Work instructions: Before copying, set the pictures aside; then repeat every line below verbatim.

Exercise materials:
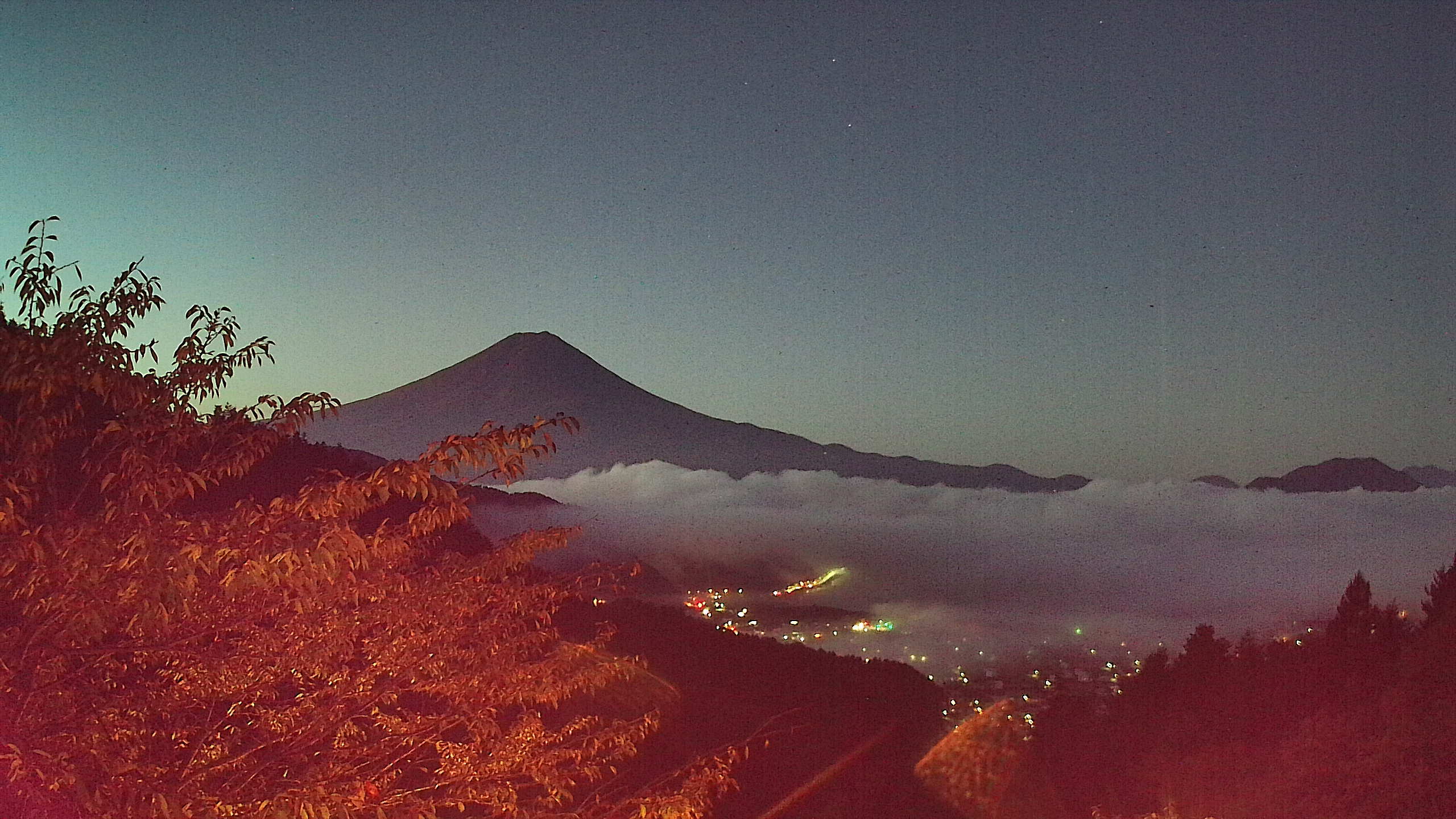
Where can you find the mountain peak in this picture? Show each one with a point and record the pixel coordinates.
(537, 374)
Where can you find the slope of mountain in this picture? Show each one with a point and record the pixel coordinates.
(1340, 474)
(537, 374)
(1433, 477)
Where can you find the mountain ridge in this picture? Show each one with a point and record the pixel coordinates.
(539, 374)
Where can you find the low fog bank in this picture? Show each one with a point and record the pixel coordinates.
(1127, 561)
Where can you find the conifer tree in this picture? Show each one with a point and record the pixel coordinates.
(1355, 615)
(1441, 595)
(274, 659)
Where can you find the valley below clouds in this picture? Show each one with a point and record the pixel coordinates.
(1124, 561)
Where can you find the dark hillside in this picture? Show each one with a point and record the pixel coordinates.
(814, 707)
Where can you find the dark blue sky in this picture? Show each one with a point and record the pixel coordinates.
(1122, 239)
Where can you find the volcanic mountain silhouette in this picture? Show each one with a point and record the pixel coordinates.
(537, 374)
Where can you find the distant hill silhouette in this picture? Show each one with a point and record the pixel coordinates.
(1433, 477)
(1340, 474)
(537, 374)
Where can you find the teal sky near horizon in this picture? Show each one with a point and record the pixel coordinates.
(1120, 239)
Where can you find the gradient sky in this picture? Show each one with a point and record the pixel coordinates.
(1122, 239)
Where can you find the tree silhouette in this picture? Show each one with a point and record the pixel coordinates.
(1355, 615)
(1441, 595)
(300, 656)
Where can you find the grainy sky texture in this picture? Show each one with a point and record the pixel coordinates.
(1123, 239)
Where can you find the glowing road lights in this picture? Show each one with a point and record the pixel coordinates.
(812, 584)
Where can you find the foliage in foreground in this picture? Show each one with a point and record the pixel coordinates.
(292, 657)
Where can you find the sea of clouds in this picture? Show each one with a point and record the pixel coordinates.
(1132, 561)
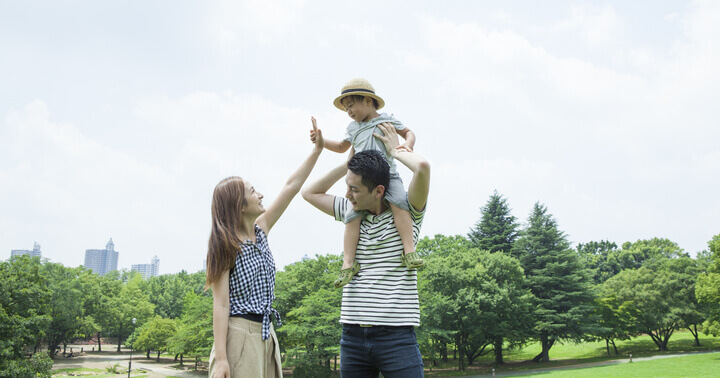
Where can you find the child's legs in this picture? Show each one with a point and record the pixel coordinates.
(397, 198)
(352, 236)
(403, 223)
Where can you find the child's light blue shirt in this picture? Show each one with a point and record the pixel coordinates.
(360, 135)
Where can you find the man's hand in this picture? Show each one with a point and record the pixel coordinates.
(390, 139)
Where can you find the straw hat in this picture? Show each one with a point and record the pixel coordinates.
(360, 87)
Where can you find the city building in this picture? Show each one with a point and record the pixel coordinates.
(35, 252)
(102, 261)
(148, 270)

Task solution:
Where can you find the mountain peak in this picture? Show each one with a point and record the pixel coordinates.
(537, 374)
Where can you find the slope of mountain in this picture? Show each one with a point and record the pixel coordinates.
(1340, 474)
(537, 374)
(1433, 477)
Where can you find the mountain ridge in this picture? Show each one with a point and record the pixel coordinates.
(539, 374)
Where can you find the low fog bank in this picture? Show each one with a point and record the pixel coordinates.
(1127, 561)
Where can you find the conifer tree in this picture? Show each one with a point and record the pixel coordinates.
(1355, 615)
(1441, 595)
(274, 659)
Where can you find the valley below clouds in this picture? Show each one with a point and record the pixel coordinates.
(1124, 561)
Where can you find the dark hillside in this picture? Show each one with a point and record the pixel coordinates.
(814, 707)
Where can you find the dark blue sky in this picture? Show each one with a point and record the pixel coordinates.
(1122, 239)
Where can you find the volcanic mountain silhouette in this picture? Show each one with a point and record the pixel coordinates.
(537, 374)
Where can you find the distant hill silhouette in this picture? Show each one with a point and record the pixel coordinates.
(1433, 477)
(1340, 474)
(537, 374)
Where can you find the teal sky near horizon in this picture? Show each one with a point and record the pixel coordinates.
(1120, 239)
Where can you find the gradient sky in this picture? Show each one with a point and record the pixel coordinates.
(1122, 239)
Where can you find the tree silhouette in this picture? Show each one with a point and record the pixel coordinates.
(1355, 615)
(1441, 595)
(300, 656)
Where can you find the grainy sky texture in this picture? Show each one with a point and record the pixel coordinates.
(1123, 239)
Where can you find the glowing road lights in this picture? Show each one with a point and record the pixel coordinates.
(812, 584)
Where can you find the foliage in foreground in this picture? Show each one with a point and record the pixel coordinates.
(292, 657)
Where can you find the sea of clouds in this picture? Show each one with a point and record the pixel coordinates.
(1132, 561)
Where can you find the child's legs in this picture? Show each one with a point and record the pixel coordinates.
(397, 198)
(352, 236)
(403, 223)
Where can you find the child's light blue shirt in this picture? Show each one with a point and record the pixel coordinates.
(360, 135)
Where can you find the man's hand in this picture? Show each one with a point and record the pixel coordinates.
(390, 139)
Where can you find the straw hat in this picture? Show each one with a point and record the pixel coordinates.
(360, 87)
Where can you find the city building in this picture? Show each one with a point and record the pixel coordinates.
(35, 252)
(102, 261)
(148, 270)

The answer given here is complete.